Find every line in the data that contains the string "patterned", matching case exactly, and copy each of those lines in full.

==============================

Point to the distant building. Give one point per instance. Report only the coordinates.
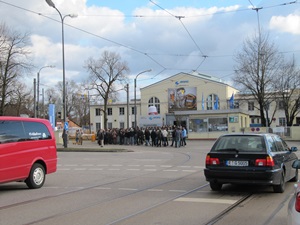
(205, 105)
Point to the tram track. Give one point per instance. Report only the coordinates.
(188, 157)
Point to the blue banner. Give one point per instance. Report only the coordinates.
(52, 115)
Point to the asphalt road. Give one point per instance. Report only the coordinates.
(147, 185)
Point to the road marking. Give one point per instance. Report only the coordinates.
(102, 188)
(177, 190)
(206, 200)
(128, 189)
(154, 190)
(189, 171)
(150, 169)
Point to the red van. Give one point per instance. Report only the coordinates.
(27, 150)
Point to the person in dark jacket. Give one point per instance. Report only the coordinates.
(100, 136)
(153, 137)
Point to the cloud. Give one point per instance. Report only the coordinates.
(290, 23)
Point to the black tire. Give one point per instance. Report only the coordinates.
(215, 186)
(296, 177)
(36, 177)
(279, 188)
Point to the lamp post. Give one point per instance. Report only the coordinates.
(135, 111)
(51, 4)
(38, 89)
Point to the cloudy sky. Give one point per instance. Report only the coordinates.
(167, 36)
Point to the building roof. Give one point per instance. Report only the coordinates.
(193, 74)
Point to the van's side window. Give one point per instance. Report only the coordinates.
(37, 131)
(13, 131)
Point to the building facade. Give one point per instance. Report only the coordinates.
(205, 105)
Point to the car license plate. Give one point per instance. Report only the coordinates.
(237, 163)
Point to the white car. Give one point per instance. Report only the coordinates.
(294, 204)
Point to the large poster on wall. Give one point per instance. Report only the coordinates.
(182, 98)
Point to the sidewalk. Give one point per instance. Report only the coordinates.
(87, 144)
(191, 145)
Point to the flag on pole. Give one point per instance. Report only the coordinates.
(231, 101)
(202, 102)
(216, 105)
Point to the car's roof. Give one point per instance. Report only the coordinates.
(246, 134)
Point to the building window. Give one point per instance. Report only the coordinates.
(154, 102)
(109, 111)
(98, 112)
(212, 102)
(282, 122)
(251, 106)
(208, 125)
(121, 111)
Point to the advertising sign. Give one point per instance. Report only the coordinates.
(182, 98)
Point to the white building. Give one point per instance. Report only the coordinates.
(201, 103)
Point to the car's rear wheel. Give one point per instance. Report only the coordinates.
(279, 188)
(295, 178)
(215, 186)
(36, 177)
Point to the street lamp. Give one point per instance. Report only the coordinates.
(51, 4)
(135, 111)
(38, 89)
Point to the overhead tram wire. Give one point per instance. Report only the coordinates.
(191, 37)
(144, 53)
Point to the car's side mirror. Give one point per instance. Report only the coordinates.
(296, 164)
(294, 149)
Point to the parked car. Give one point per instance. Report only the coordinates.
(27, 150)
(294, 204)
(263, 159)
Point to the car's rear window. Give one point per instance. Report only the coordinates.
(14, 131)
(240, 143)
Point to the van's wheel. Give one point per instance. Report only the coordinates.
(36, 177)
(215, 186)
(279, 188)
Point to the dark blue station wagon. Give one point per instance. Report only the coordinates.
(263, 159)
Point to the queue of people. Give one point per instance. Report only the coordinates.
(150, 136)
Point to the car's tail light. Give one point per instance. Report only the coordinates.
(297, 202)
(268, 161)
(212, 161)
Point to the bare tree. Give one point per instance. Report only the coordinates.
(105, 74)
(287, 85)
(13, 62)
(257, 64)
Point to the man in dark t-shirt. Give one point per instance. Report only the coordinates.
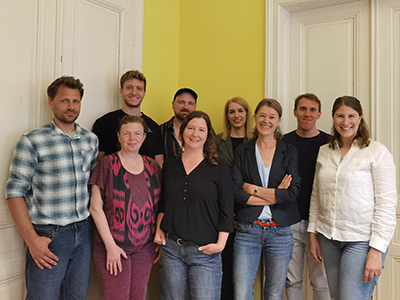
(307, 139)
(133, 90)
(185, 101)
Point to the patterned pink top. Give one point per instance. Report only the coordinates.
(129, 199)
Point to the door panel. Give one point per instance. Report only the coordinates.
(330, 56)
(332, 48)
(94, 40)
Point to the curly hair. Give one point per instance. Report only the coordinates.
(209, 148)
(363, 135)
(68, 81)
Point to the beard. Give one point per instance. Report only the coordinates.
(182, 114)
(67, 119)
(127, 103)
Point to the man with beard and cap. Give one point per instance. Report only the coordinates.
(132, 90)
(185, 101)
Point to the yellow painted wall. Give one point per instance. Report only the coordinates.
(214, 47)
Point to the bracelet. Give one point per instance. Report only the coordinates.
(256, 190)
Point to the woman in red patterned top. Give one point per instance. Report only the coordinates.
(125, 190)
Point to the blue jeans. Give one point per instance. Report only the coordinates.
(69, 279)
(316, 271)
(190, 273)
(345, 265)
(250, 240)
(165, 294)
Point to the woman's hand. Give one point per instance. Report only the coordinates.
(159, 237)
(158, 254)
(249, 188)
(315, 250)
(216, 247)
(285, 183)
(211, 248)
(373, 265)
(113, 264)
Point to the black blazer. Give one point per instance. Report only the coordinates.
(285, 211)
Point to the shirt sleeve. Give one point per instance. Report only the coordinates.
(240, 196)
(385, 196)
(314, 201)
(101, 131)
(159, 139)
(290, 194)
(225, 198)
(22, 169)
(100, 174)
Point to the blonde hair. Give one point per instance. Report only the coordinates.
(227, 126)
(275, 105)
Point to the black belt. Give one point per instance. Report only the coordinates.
(180, 242)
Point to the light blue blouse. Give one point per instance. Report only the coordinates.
(264, 174)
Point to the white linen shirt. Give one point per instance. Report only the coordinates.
(355, 199)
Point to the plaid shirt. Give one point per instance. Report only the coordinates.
(51, 171)
(170, 143)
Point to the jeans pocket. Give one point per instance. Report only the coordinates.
(43, 231)
(285, 230)
(243, 227)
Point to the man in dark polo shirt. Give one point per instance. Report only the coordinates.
(307, 139)
(133, 91)
(185, 101)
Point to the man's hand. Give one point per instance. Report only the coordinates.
(42, 256)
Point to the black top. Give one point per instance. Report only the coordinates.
(307, 151)
(170, 143)
(285, 211)
(236, 142)
(106, 128)
(226, 148)
(197, 206)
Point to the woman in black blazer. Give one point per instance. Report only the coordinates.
(266, 184)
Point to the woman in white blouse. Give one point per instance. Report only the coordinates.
(353, 204)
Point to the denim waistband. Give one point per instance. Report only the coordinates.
(65, 227)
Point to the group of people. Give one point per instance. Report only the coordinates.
(205, 206)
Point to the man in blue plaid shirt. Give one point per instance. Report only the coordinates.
(48, 197)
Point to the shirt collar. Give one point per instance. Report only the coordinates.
(170, 123)
(55, 130)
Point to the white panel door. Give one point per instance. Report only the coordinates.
(94, 40)
(17, 29)
(332, 48)
(330, 56)
(387, 111)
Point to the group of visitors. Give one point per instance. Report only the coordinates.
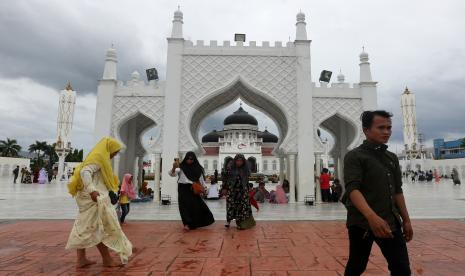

==============================

- OUTPUT OF THE TASK -
Point to the patterned pink top. Give one point per instance. Report only the coordinates.
Point to the woman in red patterned top. Give one point per instance. Report only the coordinates.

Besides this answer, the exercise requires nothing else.